Stated task
Extract each line in the records below that contains the word "where", treating uppercase and lowercase as different.

Input data
-- begin --

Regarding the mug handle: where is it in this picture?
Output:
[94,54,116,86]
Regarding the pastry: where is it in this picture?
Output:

-- end --
-- begin --

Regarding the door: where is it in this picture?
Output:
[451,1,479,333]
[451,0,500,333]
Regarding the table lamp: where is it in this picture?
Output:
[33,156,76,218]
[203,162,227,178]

-- end --
-- begin --

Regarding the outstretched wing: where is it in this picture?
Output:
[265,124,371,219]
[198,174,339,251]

-- end --

Result
Regarding the mug handle: where is it in this picture?
Regarding the pastry: where is it in this picture?
Regarding the door: where is it in this picture?
Regarding the table lamp: where is it in this picture?
Regarding the outstretched wing: where is it in this picture?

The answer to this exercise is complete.